Degenerative disc disease (DDD) is a common and natural part of aging.  If we live long enough, normal wear-and-tear breaks down the shock-absorbing discs between the bones in the spine.  Symptoms of disease are more likely in people who smoke, perform heavy physical labor or are obese. Although it’s not completely avoidable, we can minimize the process by building strong core, abdominal and back muscles, maintaining good posture and avoiding lifting heavy objects.

Ironically, lifting heavy objects is often a central part of weight training. CrossFit is the latest example of a fitness program that relies on heavy lifting to build muscular strength. It’s been called “the world’s fastest growing athletic specialty.” And it’s also been identified by doctors, physical therapists and rival fitness professionals as one of the most potentially debilitating forms of training.

My Dear Spine - Wear & Tear and Mis-alignment

My Dear Spine – Wear & Tear and Mis-alignment

I can’t attribute my DDD to any one training routine. But I’m pretty sure that years of mildly compulsive exercise didn’t help!

My recent ventures into weight training weren’t extreme. I kept my dumbbells light, listened to my body and adjusted poses with support from my trainer. But my DDD (diagnosed 20+ years ago) coupled with an undiagnosed osteoarthritis in my hips, lead to increasingly stiff and sore lower body.

I landed at Optimal Performance Systems – an alternative to traditional physical therapy and training.  Their corrective movement therapy and vitality program has loosened up my hips in ways that yoga and traditional stretching had been exacerbating. And it’s deepened my commitment to helping myself and others focus on holistic health. The OPS motto says it all: “Exercise is optional. Movement is mandatory.”


I love to ride my bike

I got back on my bike this weekend for Ciclavia Pasadena. While I loved it, I also realized I need to get a new set of wheels if I want to do any significant cycling. I’ll be giving up my old faithful road bike and the spine jarring mountain biking my husband and I used to love. But, I hope to find a way to keep enjoying the freedom and joy of riding my bike without further compromising my spine or hips.

Recorded information:
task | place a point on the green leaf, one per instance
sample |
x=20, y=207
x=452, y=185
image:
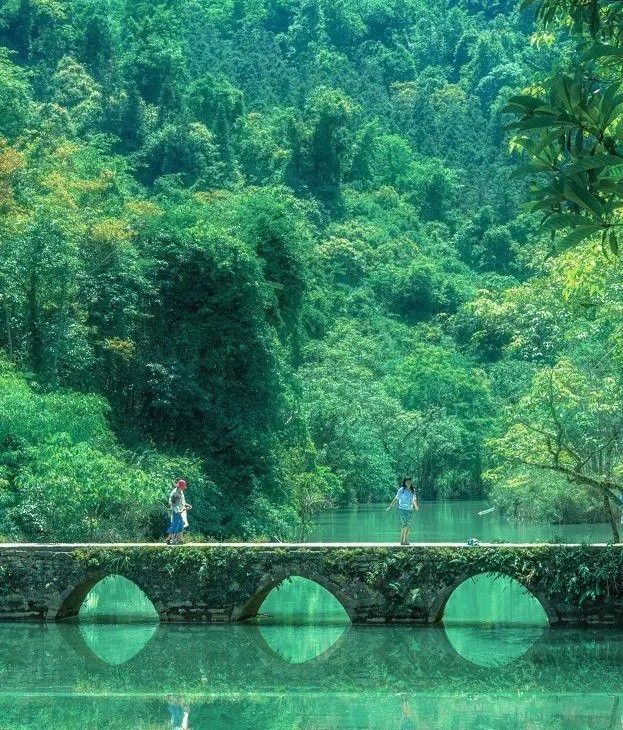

Task to complete: Repeat word for word the portion of the degenerative disc disease text that begins at "My recent ventures" and stops after "sore lower body.".

Task output:
My recent ventures into weight training weren’t extreme. I kept my dumbbells light, listened to my body and adjusted poses with support from my trainer. But my DDD (diagnosed 20+ years ago) coupled with an undiagnosed osteoarthritis in my hips, lead to increasingly stiff and sore lower body.